> _Source extract_:
____

So, one final comment about the above thread. Nivek and B Avenger used to push the boards they were reviewing on their channel/website on this forum (not sure if they still are) but with one notable difference. Nivek always gave honest reviews and good input with his. If he just throws out a board name then meh...doesn't really catch my attention....but if he gives specific input like the above then I pay very close attention. You will be hard pressed to find anyone that has been on as many boards as he has.

Never been on a the Alchemist but it seemed more groomer specific to me. Might be good in the trees. The Excavator is a great tree board. We had too much pow this week for me to give it a true groomer test but for the little I did it railed just fine.

Good luck with your choice. And, for all of our sakes I hope that Mig is still in business. Love Fullbag boards and it will be a huge loss for Snowboarding if the website woes indicate that he is out of business. I hope it is just a web problem.


----------



## wolf33d (Dec 31, 2018)

Nivek probably tested demo or defective boards. 
K2 is rating the Excavator as a 7/10 flex and the Alchemist a 9. When hand flexing them in the shop the Alchemist is indeed stiffer. 
Other people online who have tested both also confirm this.

I love the Excavator. Stiff enough to charge anywhere in the resort but not so stiff that it feels too serious or not fun.


----------



## Nivek (Jan 24, 2008)

It wouldn't be the first time K2 had mismade samples for test. I think the Alchemist I rode was spot on. If either was off, it might be the Excavator. All I know is riding that reminded me of the aluminium Ride Timeless. Not as much the tip to tip flex, but the on edge and effort to drive it defintely did. And the Alchemist felt very "homey" right away and in personality only, reminded me of the Turbo Dream. If I get a chance to get on these two again I will.


----------



## wolf33d (Dec 31, 2018)

Nivek said:


> It wouldn't be the first time K2 had mismade samples for test. I think the Alchemist I rode was spot on. If either was off, it might be the Excavator. All I know is riding that reminded me of the aluminium Ride Timeless. Not as much the tip to tip flex, but the on edge and effort to drive it defintely did. And the Alchemist felt very "homey" right away and in personality only, reminded me of the Turbo Dream. If I get a chance to get on these two again I will.


The Excavator is a good medium stiff tip to tail but has more give torsionally, which makes turns smooth. That does not seems like what you Experienced so indeed it would be interesting to try a production model and see how that feels


----------



## Jubs (Dec 31, 2021)

____

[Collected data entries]
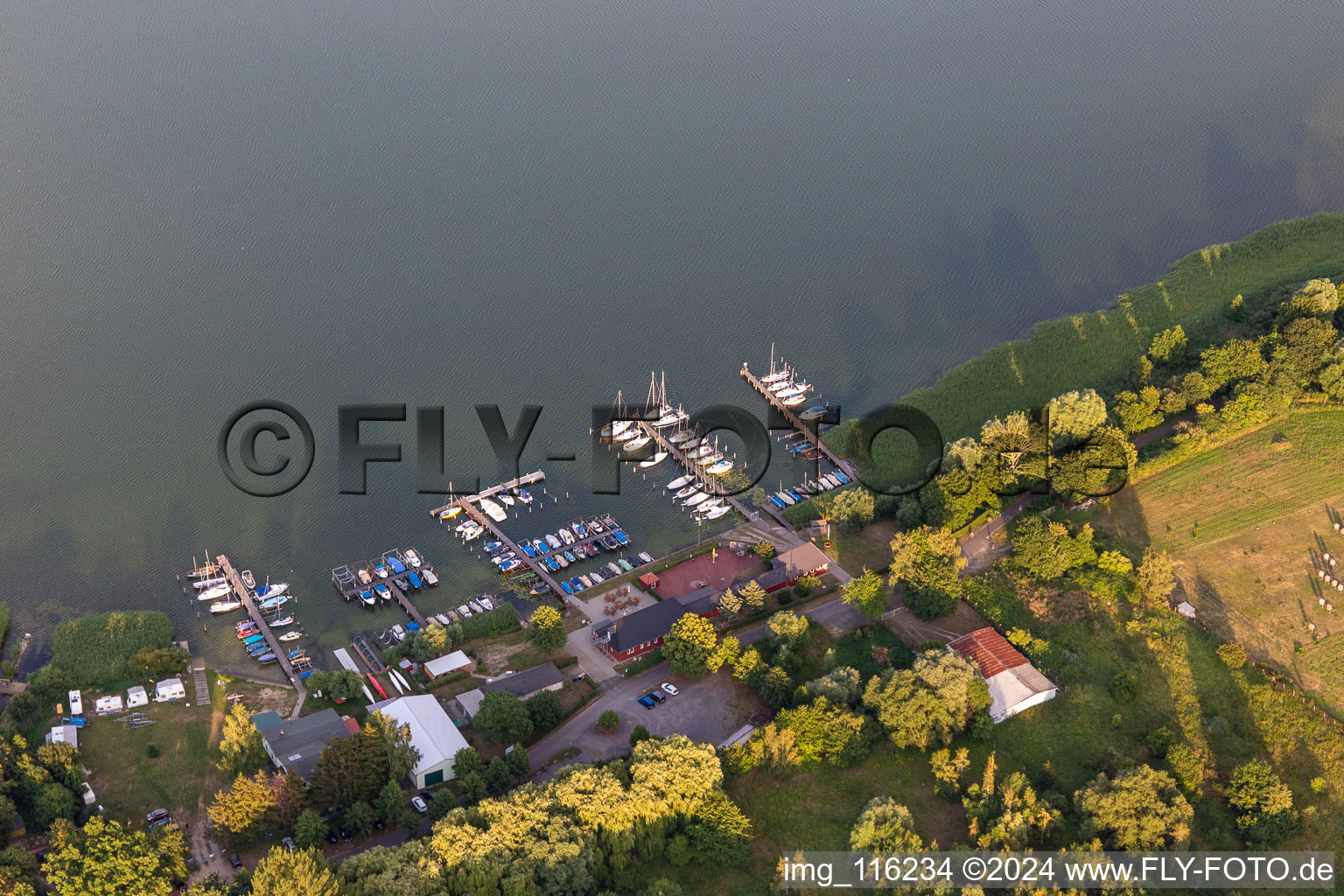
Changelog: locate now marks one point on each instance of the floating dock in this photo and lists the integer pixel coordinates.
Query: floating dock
(810, 434)
(245, 595)
(536, 476)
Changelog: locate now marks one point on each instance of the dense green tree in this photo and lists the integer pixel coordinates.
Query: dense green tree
(1136, 808)
(885, 826)
(867, 594)
(1264, 803)
(107, 858)
(310, 830)
(689, 645)
(928, 564)
(501, 717)
(300, 873)
(825, 732)
(546, 629)
(241, 745)
(544, 710)
(930, 703)
(1047, 550)
(1074, 416)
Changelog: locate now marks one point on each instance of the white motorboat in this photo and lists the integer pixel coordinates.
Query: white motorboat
(214, 592)
(654, 461)
(494, 511)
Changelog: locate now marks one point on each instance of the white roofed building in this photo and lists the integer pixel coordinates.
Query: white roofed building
(433, 734)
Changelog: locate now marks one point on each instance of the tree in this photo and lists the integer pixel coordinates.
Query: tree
(360, 818)
(107, 858)
(854, 507)
(724, 653)
(689, 645)
(503, 717)
(1170, 346)
(310, 830)
(930, 703)
(788, 630)
(885, 826)
(546, 629)
(544, 710)
(466, 760)
(1138, 808)
(1047, 550)
(519, 763)
(928, 562)
(300, 873)
(498, 777)
(752, 597)
(1074, 416)
(867, 594)
(1264, 803)
(246, 810)
(241, 745)
(1156, 577)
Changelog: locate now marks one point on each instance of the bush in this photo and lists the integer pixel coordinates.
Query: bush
(1124, 687)
(1233, 655)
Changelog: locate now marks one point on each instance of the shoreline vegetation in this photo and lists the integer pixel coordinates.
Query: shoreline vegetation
(1097, 349)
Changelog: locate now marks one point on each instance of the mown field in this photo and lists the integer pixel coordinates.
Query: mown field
(1097, 349)
(1248, 524)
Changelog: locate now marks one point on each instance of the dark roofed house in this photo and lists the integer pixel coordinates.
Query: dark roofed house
(527, 682)
(296, 743)
(634, 633)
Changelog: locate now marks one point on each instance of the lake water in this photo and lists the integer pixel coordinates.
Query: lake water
(448, 205)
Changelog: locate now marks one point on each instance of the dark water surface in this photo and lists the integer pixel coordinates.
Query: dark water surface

____

> _Work instructions_:
- 1) In the snowboard forum thread, what flex rating does K2 assign to the Excavator?
- 2) Continue the snowboard forum thread from the point at which it ends.

> _Expected responses_:
- 1) K2 rates the Excavator at 7/10.

- 2)
I ended up ordering the Alchemist. Everyone seems to agree that it is a special board and I think I want a hard charger. Excavator was really tempting but I'm excited for the super fast carver too.


----------



## aldenowens (Jan 6, 2014)

Jubs said:


> I ended up ordering the Alchemist. Everyone seems to agree that it is a special board and I think I want a hard charger. Excavator was really tempting but I'm excited for the super fast carver too.


I did the opposite. I ordered the Excavator. So many good boards to choose from....... That K2 instrument sounds super solid too as daily driver.


----------



## Nivek (Jan 24, 2008)

aldenowens said:


> That K2 instrument sounds super solid too as daily driver.


One of the most underrated boards out there


----------



## NT.Thunder (Jan 4, 2020)

And it just came out with a new LTD graphic over the range


----------



## Jkb818 (Sep 28, 2019)

K2 is doing some great things lately!


Sent from my iPhone using Tapatalk


----------



## Bertrand (Nov 4, 2021)

NT.Thunder said:


> And it just came out with a new LTD graphic over the range
> 
> View attachment 160889


Much nicer than the stock graphics 😀


----------



## ridethecliche (Feb 27, 2019)

Nivek said:


> One of the most underrated boards out there


Any thoughts on party platter vs simple pleasures vs instrument? 

Also have you ever been on a signal tailgunner? Any thoughts if you have?


----------



## Nivek (Jan 24, 2008)

ridethecliche said:


> Any thoughts on party platter vs simple pleasures vs instrument?
> 
> Also have you ever been on a signal tailgunner? Any thoughts if you have?


Signals have been hard to get on lately. So no. But that and the Wampeater are high on the list to try if I ever get the chance.

Party Platter is the party volume board. Good times with the homies. The Simple Pleasures is your all mountain turning board. Rideable by anyone, but best results from someone that knows their edges. The Instrument is the every mans board. Slight volume shift, good float, good in the trees, great sidecut... It's the middle ground between the playful nature of the Party Platter, and the more specialized one of the Simple Pleasures.


----------



## ridethecliche (Feb 27, 2019)

Nivek said:


> Signals have been hard to get on lately. So no. But that and the Wampeater are high on the list to try if I ever get the chance.
> 
> Party Platter is the party volume board. Good times with the homies. The Simple Pleasures is your all mountain turning board. Rideable by anyone, but best results from someone that knows their edges. The Instrument is the every mans board. Slight volume shift, good float, good in the trees, great sidecut... It's the middle ground between the playful nature of the Party Platter, and the more specialized one of the Simple Pleasures.


Thank you!
@MrDavey2Shoes looks like the instrument might be it for you when your PP croaks.

Wait...


----------



## aldenowens (Jan 6, 2014)

Nivek said:


> Signals have been hard to get on lately. So no. But that and the Wampeater are high on the list to try if I ever get the chance.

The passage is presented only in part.